EXCERTO DO TEXTO:
•••

1 -Considera-se 'zona de pressão urbanística' aquela em que se verifique dificuldade significativa de acesso à habitação, por haver escassez ou desadequação da oferta habitacional face às necessidades existentes ou por essa oferta ser a valores superiores aos suportáveis pela generalidade dos agregados familiares sem que estes entrem em sobrecarga de gastos habitacionais face aos seus rendimentos.
2 -A delimitação em concreto de uma zona de pressão urbanística fundamenta-se na análise conjugada de séries temporais de indicadores relativos aos preços do mercado habitacional, aos rendimentos das famílias ou às carências habitacionais, incluindo a caracterização do parque, a selecionar de entre os constantes em anexo ao presente decreto-lei, do qual faz parte integrante, com base nas dinâmicas sociais, demográficas, habitacionais e de mercado em presença no território específico.
3 -A delimitação geográfica da zona de pressão urbanística é da competência da assembleia municipal respetiva, sob proposta da câmara municipal, e é publicada através de aviso na 2.ª série do Diário da República e divulgada no sítio na Internet do município, bem como no respetivo boletim municipal, quando este exista.

•••

DADOS FORNECIDOS:
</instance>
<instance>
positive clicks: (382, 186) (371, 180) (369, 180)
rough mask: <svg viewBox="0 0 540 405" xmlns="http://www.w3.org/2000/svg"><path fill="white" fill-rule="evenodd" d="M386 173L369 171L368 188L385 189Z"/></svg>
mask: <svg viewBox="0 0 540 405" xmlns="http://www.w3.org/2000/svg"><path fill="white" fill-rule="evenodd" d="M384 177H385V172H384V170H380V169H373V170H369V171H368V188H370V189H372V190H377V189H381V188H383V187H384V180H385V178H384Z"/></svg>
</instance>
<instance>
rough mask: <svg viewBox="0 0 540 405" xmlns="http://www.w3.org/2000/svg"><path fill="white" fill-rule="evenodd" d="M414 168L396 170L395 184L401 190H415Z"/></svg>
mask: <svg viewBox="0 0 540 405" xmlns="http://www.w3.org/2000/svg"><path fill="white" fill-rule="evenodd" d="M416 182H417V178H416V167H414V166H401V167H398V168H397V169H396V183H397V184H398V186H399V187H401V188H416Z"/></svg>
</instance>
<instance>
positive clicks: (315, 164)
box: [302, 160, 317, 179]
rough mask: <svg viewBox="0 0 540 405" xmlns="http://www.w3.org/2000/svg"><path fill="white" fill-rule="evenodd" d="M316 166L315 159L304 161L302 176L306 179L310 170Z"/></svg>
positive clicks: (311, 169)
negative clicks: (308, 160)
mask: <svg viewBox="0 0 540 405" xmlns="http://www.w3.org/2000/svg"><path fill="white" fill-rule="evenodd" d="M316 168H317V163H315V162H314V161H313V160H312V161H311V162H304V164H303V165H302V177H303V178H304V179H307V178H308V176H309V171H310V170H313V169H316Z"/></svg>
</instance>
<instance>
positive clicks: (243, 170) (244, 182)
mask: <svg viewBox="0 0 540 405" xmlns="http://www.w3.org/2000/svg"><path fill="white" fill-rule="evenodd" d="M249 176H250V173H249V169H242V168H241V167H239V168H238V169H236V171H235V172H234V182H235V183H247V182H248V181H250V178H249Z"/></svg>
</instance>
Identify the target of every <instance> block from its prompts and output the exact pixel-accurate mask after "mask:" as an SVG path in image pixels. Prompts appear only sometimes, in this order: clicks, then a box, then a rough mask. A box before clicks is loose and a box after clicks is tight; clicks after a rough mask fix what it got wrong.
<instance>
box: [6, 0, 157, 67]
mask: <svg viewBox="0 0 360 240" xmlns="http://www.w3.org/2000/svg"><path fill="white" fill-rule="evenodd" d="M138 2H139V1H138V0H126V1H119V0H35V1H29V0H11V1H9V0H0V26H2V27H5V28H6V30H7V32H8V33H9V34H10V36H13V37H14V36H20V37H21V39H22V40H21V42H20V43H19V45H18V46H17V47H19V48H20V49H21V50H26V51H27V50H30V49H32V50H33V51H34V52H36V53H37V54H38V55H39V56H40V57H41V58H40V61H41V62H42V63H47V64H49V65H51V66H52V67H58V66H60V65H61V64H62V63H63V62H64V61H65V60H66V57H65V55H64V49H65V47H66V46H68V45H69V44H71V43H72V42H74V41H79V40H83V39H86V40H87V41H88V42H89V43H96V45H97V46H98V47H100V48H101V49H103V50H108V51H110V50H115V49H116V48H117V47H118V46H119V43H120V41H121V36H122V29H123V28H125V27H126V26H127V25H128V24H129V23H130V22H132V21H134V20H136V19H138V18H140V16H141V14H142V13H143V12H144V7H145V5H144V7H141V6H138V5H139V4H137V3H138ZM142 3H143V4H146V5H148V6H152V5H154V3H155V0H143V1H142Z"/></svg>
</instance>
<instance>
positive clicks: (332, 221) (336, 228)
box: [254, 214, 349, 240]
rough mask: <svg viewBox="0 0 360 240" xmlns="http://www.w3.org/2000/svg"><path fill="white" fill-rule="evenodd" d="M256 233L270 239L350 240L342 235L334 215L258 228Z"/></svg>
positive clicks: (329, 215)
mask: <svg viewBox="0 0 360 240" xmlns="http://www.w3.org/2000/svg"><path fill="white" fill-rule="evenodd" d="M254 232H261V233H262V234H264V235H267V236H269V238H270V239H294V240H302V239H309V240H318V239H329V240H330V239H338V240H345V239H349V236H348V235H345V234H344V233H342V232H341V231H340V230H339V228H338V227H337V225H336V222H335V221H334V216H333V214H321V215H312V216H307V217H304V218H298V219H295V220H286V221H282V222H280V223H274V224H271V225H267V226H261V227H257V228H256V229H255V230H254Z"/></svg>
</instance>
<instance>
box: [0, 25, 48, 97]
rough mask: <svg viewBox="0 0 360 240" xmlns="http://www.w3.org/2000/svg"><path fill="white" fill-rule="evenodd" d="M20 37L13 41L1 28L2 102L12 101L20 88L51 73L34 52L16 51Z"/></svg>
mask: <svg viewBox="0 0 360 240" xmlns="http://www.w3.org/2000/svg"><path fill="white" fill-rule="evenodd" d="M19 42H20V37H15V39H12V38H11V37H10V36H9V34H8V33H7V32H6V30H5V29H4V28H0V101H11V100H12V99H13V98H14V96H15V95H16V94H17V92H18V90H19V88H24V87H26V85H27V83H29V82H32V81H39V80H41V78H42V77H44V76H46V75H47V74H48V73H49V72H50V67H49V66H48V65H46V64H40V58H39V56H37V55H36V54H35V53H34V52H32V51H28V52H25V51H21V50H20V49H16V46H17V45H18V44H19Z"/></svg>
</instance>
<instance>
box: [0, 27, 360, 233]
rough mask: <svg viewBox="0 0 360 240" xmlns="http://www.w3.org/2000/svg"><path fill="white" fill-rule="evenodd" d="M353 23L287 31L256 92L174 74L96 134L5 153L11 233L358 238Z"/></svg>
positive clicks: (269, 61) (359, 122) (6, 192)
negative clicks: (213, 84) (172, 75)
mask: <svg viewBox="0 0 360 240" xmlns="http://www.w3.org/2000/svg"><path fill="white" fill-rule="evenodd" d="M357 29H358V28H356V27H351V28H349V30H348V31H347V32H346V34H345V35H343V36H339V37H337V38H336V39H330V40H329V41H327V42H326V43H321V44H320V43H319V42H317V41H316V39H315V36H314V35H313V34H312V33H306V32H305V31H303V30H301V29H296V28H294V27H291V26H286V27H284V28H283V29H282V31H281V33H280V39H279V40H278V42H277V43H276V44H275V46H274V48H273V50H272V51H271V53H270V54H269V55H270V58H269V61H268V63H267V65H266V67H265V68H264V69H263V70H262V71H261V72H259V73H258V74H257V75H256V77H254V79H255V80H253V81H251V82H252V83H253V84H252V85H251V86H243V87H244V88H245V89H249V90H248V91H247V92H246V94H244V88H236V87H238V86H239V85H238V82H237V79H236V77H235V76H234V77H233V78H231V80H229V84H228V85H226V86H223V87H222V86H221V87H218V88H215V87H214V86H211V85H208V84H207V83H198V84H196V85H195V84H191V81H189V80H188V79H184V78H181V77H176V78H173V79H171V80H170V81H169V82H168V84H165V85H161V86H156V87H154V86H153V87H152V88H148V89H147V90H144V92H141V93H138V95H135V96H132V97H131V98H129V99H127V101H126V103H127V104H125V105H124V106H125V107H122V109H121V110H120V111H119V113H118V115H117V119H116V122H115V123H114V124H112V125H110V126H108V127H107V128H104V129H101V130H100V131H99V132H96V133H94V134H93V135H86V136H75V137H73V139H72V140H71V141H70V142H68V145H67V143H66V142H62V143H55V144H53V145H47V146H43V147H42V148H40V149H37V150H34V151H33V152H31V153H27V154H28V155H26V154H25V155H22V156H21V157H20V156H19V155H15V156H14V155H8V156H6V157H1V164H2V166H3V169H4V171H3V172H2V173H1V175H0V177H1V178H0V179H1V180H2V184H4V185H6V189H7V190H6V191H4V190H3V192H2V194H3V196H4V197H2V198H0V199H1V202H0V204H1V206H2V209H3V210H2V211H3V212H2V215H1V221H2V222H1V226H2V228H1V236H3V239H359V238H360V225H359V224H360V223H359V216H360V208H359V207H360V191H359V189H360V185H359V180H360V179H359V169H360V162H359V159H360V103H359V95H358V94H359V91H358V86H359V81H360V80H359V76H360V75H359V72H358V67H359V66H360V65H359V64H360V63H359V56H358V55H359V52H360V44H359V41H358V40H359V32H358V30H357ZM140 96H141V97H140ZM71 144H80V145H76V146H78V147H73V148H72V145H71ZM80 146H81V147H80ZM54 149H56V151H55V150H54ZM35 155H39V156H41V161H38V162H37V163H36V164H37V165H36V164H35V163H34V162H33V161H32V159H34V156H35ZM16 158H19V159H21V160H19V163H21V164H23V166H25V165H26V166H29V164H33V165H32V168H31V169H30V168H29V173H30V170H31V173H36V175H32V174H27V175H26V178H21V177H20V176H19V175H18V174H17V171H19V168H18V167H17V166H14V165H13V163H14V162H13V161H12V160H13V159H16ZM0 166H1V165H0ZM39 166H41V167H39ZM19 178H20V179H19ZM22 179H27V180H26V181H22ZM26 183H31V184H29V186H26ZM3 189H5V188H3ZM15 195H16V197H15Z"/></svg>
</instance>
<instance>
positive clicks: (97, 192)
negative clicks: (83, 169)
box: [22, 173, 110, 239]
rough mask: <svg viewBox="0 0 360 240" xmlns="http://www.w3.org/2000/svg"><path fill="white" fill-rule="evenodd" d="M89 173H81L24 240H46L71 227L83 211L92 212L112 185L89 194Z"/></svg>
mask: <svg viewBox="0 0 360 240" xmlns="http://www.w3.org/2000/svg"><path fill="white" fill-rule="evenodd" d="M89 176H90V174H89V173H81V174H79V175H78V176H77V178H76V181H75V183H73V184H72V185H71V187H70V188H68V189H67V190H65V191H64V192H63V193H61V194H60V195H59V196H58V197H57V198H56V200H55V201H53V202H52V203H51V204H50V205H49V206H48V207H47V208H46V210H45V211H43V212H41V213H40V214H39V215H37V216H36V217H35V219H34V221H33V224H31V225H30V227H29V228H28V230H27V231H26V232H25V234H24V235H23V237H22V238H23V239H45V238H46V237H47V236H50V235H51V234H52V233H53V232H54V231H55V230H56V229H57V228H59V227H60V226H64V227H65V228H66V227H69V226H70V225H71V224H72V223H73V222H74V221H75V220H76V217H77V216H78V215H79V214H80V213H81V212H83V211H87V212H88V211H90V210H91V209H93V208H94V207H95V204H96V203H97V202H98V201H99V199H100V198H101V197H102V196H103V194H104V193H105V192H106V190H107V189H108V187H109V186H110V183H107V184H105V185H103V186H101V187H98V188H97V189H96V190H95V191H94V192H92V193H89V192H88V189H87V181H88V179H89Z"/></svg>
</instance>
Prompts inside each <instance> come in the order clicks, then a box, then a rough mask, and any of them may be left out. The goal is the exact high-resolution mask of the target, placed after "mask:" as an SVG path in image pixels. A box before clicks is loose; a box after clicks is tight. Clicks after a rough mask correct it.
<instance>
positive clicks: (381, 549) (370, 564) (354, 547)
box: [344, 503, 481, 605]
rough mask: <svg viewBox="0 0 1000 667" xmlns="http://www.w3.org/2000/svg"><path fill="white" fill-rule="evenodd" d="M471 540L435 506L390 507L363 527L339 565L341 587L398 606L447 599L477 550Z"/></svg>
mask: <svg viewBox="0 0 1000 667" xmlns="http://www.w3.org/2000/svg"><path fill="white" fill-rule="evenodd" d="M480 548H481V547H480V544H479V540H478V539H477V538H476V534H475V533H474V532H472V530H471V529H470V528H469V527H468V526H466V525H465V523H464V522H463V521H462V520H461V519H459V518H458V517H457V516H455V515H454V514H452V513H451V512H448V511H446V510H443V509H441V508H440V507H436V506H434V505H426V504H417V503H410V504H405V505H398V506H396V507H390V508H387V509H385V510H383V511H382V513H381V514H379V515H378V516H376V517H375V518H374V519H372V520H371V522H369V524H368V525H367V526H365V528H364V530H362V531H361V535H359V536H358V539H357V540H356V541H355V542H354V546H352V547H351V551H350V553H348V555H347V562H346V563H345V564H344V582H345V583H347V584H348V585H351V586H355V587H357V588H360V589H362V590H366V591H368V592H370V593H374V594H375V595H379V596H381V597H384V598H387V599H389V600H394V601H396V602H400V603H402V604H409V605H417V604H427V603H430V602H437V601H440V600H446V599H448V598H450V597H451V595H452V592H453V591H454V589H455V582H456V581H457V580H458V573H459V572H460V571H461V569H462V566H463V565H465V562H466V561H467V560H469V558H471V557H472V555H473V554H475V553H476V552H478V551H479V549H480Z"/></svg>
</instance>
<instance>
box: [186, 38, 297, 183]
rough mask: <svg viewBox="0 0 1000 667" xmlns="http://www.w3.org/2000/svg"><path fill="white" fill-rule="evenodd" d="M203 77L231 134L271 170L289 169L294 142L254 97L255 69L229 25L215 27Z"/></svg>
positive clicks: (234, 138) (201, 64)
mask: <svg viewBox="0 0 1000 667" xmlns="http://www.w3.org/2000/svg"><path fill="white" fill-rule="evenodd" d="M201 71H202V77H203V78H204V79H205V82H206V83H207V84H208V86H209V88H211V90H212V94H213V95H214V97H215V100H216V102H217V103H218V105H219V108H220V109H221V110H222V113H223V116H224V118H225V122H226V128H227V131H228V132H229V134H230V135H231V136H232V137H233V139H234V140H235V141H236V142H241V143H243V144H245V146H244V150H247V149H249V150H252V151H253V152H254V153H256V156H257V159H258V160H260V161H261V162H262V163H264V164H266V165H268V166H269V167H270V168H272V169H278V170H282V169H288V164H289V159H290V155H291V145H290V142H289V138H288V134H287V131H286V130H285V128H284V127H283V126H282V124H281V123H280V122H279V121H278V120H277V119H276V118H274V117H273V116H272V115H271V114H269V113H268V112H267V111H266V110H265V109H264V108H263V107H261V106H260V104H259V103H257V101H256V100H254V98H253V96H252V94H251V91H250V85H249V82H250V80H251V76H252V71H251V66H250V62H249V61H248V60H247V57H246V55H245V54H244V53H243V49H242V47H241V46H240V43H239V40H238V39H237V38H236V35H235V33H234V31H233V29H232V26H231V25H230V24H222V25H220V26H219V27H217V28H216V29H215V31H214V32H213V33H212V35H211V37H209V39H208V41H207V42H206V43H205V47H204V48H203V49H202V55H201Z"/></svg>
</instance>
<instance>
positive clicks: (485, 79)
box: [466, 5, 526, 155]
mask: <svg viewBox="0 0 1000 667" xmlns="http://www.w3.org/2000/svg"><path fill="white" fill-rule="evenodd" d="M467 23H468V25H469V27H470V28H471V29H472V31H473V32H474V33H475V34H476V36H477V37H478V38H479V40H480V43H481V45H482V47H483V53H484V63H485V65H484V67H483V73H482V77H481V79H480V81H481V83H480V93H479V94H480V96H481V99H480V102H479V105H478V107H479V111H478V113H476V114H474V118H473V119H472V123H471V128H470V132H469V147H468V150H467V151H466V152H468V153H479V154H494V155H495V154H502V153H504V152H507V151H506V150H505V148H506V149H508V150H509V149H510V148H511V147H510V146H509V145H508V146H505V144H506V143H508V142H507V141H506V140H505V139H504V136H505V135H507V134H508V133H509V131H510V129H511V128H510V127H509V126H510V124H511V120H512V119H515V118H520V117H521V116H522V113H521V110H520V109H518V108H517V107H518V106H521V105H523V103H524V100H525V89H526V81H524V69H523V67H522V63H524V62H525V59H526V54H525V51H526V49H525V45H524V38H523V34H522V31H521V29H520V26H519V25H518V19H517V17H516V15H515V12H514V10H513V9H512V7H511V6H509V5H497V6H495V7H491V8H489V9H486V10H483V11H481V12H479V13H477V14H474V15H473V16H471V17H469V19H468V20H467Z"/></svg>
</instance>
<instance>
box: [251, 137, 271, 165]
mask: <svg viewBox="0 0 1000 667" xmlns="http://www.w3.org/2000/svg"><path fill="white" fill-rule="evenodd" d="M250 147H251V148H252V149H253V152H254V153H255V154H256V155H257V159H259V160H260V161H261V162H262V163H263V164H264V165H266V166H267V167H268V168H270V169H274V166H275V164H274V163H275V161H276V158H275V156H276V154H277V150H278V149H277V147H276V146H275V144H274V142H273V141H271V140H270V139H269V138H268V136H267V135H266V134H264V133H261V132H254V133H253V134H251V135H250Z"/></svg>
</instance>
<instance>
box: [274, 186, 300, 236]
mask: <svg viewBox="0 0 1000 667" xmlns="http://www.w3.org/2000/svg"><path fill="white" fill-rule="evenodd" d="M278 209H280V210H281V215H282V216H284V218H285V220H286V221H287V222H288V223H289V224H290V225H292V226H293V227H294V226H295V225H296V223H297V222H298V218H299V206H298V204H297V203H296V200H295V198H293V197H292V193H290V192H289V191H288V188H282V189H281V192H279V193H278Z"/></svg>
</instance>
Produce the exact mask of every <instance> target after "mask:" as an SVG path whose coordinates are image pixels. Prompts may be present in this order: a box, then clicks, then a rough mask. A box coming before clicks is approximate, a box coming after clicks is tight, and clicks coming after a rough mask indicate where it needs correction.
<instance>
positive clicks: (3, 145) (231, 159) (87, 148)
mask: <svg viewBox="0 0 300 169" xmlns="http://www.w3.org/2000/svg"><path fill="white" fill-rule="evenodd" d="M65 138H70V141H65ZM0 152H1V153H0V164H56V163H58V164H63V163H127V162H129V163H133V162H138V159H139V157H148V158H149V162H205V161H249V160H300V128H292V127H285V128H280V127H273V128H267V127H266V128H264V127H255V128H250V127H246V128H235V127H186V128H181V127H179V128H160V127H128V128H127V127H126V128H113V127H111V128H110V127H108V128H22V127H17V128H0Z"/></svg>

•••

A TAREFA: Prossiga o excerto sobre as zonas de pressão urbanística, começando logo após a última frase apresentada. Os registos não têm qualquer papel nesta tarefa.

A SUA RESPOSTA:
4 -Quando a fundamentação para a delimitação de uma área de reabilitação urbana ou para a aprovação de uma operação de reabilitação urbana previstas no Regime Jurídico da Reabilitação Urbana estabeleça como objetivo o aumento da oferta habitacional, o aumento da população residente ou reconheça a escassez habitacional nesses territórios, a delimitação da zona de pressão urbanística pode fundamentar-se diretamente no previsto naqueles documentos.
5 -A delimitação da zona de pressão urbanística tem a duração de cinco anos, podendo ser alterada ou objeto de prorrogação, com redução ou ampliação da área delimitada, nos termos previstos nos números anteriores.